(Records)
□ □ □

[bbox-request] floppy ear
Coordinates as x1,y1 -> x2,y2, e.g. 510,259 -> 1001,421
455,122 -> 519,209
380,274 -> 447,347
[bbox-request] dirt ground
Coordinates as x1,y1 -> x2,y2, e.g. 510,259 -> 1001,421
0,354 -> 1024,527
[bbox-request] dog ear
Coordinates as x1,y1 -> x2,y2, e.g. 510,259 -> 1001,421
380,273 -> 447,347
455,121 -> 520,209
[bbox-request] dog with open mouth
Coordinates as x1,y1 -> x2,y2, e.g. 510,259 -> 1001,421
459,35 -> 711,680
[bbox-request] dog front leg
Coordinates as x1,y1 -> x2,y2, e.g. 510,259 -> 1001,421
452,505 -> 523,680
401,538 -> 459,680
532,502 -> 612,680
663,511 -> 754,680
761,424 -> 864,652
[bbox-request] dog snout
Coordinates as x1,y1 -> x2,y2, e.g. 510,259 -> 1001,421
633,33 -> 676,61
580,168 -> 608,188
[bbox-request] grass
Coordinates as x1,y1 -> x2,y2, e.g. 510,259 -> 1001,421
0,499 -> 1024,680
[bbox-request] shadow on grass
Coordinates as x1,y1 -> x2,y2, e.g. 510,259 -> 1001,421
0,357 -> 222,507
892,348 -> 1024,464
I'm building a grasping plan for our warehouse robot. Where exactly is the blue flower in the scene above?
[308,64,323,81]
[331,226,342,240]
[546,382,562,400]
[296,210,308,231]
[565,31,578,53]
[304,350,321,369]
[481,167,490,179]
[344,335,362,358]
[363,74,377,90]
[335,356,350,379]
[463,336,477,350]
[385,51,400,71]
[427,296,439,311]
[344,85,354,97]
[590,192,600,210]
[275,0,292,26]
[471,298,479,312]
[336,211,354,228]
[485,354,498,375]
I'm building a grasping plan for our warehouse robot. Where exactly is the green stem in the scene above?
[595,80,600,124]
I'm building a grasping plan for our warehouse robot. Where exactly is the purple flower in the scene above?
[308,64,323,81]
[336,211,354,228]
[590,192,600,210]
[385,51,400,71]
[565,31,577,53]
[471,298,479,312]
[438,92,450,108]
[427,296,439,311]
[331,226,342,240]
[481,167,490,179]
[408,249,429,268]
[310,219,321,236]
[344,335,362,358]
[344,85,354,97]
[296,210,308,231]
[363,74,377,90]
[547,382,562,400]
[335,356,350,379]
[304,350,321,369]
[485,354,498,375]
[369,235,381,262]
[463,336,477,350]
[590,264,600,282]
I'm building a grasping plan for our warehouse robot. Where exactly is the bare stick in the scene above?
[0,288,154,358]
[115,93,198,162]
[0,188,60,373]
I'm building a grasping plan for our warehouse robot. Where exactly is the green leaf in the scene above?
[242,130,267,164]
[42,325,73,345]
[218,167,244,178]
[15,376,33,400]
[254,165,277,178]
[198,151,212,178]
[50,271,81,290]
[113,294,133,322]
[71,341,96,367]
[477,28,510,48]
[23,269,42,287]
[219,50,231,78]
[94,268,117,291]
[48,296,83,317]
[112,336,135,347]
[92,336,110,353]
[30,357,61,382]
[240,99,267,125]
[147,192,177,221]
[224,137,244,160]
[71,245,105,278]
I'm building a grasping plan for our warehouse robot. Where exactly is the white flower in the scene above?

□ □ □

Render every line of the records above as a Markdown table with two columns, Row and Line, numbering each row and skipping any blank lines.

| Row | Line |
|---|---|
| 1 | [bbox-request] floppy ear |
| 2 | Coordinates as x1,y1 -> x2,y2, e.g. 510,259 -> 1001,421 |
| 3 | 455,122 -> 519,209 |
| 4 | 380,274 -> 447,347 |
| 5 | [bbox-request] dirt ground |
| 6 | Coordinates as x1,y1 -> x2,y2, e.g. 510,259 -> 1001,421 |
| 7 | 0,354 -> 1024,527 |
| 8 | [bbox-request] dog ear |
| 9 | Coordinates as x1,y1 -> x2,y2, e.g. 510,259 -> 1001,421 |
| 10 | 380,273 -> 447,347 |
| 11 | 455,121 -> 520,209 |
| 12 | [bbox-request] dog with open mouth |
| 13 | Coordinates as x1,y1 -> x2,y2, e.g. 510,259 -> 1001,421 |
| 14 | 459,35 -> 711,680 |
| 15 | [bbox-request] dog front leg |
| 16 | Coordinates as x1,y1 -> x2,y2, e.g. 510,259 -> 1001,421 |
| 17 | 452,505 -> 523,680 |
| 18 | 401,538 -> 459,680 |
| 19 | 532,502 -> 612,680 |
| 20 | 663,511 -> 754,680 |
| 21 | 761,424 -> 864,652 |
| 22 | [bbox-request] dog snout |
| 23 | Coordinates as x1,y1 -> x2,y2, e.g. 510,259 -> 1001,421 |
| 24 | 633,33 -> 676,61 |
| 25 | 580,168 -> 608,188 |
| 26 | [bbox-request] grass |
| 27 | Coordinates as x1,y1 -> x2,y2, e.g. 510,259 -> 1001,421 |
| 28 | 0,499 -> 1024,680 |
| 29 | [bbox-request] shadow on grass |
| 30 | Coordinates as x1,y1 -> x2,y2, e.g. 510,259 -> 1001,421 |
| 31 | 0,357 -> 222,507 |
| 32 | 892,348 -> 1024,464 |
| 33 | I'm building a grasping plan for our warehouse robot. Where exactly is the blue flower in the scene above? |
| 34 | [308,64,323,81] |
| 35 | [331,226,342,240] |
| 36 | [546,382,562,400] |
| 37 | [296,210,308,231] |
| 38 | [565,31,578,53] |
| 39 | [304,350,321,369] |
| 40 | [481,167,490,179] |
| 41 | [344,335,362,358] |
| 42 | [363,74,377,90] |
| 43 | [335,356,350,379] |
| 44 | [463,336,477,350] |
| 45 | [385,51,400,71] |
| 46 | [427,296,439,311] |
| 47 | [344,85,354,97] |
| 48 | [590,192,600,210] |
| 49 | [275,0,292,26] |
| 50 | [471,298,479,312] |
| 51 | [336,211,354,228] |
| 52 | [485,354,498,375] |
| 53 | I'm building a grasping plan for our warehouse robot. Where exactly is the green stem in the scene above? |
| 54 | [595,80,600,124] |
| 55 | I'm building a grasping plan for our warehouse robot. Where exactly is the purple flower in the scene above? |
| 56 | [308,64,323,81] |
| 57 | [336,211,354,228] |
| 58 | [590,192,600,210] |
| 59 | [385,51,400,71] |
| 60 | [565,31,577,53] |
| 61 | [471,298,479,312] |
| 62 | [438,92,450,108] |
| 63 | [427,296,439,311] |
| 64 | [331,226,342,240] |
| 65 | [481,167,490,179] |
| 66 | [408,249,429,268] |
| 67 | [310,219,321,236] |
| 68 | [344,335,362,358] |
| 69 | [344,85,354,97] |
| 70 | [296,210,308,231] |
| 71 | [363,74,377,90] |
| 72 | [547,382,562,400] |
| 73 | [335,356,350,379] |
| 74 | [304,350,321,369] |
| 75 | [485,354,498,375] |
| 76 | [369,235,381,262] |
| 77 | [463,336,477,350] |
| 78 | [590,264,600,282] |
| 79 | I'm building a grasping plan for our warehouse robot. Where exactly is the bare stick in the scene above? |
| 80 | [0,288,154,358] |
| 81 | [115,93,198,162] |
| 82 | [0,188,60,373] |
| 83 | I'm building a grasping plan for our warehouse robot. Where exactly is the green leaf in the scene above? |
| 84 | [242,130,267,164] |
| 85 | [42,325,73,345] |
| 86 | [218,167,244,178] |
| 87 | [15,376,33,400] |
| 88 | [254,165,277,178] |
| 89 | [198,151,212,178] |
| 90 | [50,271,81,290] |
| 91 | [113,294,133,322] |
| 92 | [71,341,96,367] |
| 93 | [477,28,510,48] |
| 94 | [23,269,42,287] |
| 95 | [219,50,231,78] |
| 96 | [94,268,117,291] |
| 97 | [48,296,83,317] |
| 98 | [112,336,135,347] |
| 99 | [92,336,110,353] |
| 100 | [30,357,61,382] |
| 101 | [240,99,267,125] |
| 102 | [147,192,177,221] |
| 103 | [224,137,244,160] |
| 104 | [71,245,105,278] |
| 105 | I'm building a grasping plan for our warehouse robot. Where exactly is the white flower in the scene above? |